AIM OF THE TASK
Please retype, character for character, the portion of the entries below that runs from the line containing "carved rosette, each" to the last line.

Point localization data
Content starts

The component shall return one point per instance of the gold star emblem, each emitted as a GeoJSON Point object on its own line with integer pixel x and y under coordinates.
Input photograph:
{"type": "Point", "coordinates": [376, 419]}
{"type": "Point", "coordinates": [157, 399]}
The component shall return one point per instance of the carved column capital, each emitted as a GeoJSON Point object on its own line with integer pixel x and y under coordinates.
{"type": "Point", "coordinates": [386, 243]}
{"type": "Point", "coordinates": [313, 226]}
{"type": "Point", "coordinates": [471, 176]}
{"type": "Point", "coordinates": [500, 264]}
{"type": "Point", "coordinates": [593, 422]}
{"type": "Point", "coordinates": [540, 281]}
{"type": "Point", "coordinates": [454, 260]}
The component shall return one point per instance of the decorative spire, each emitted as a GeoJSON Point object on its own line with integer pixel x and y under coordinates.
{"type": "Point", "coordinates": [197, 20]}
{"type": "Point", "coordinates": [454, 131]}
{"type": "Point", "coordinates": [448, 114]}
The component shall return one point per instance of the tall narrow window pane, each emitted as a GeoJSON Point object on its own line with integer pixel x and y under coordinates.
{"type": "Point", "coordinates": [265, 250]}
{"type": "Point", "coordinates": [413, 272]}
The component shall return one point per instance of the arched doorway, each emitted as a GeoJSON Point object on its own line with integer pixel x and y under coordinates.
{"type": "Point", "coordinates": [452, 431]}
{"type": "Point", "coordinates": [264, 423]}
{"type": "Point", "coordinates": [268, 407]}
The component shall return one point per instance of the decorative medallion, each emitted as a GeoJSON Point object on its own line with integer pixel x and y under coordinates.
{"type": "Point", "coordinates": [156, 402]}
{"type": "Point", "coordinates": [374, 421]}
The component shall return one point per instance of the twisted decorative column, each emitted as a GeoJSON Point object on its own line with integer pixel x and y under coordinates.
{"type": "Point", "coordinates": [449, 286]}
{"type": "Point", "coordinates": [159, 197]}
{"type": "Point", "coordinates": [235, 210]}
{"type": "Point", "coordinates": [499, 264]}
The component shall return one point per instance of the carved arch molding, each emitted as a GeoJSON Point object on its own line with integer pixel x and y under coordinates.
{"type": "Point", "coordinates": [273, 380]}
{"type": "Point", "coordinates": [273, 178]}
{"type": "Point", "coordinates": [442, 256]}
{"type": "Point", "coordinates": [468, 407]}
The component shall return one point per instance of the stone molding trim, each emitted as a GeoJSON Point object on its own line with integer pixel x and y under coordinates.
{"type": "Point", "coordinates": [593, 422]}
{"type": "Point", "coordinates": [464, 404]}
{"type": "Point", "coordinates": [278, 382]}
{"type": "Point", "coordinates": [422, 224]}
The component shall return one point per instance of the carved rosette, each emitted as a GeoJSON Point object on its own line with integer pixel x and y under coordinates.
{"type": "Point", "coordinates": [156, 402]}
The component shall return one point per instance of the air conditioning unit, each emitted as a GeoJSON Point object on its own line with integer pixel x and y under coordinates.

Content ends

OUTPUT OF THE EXERCISE
The component shall return one point per instance of the carved rosette, each emitted as a GeoJSON Point object on its own line with integer pixel x and y under coordinates.
{"type": "Point", "coordinates": [156, 402]}
The component shall return one point per instance of the air conditioning unit, each emitted as a GeoJSON Point object on its own line with integer pixel x and y under coordinates.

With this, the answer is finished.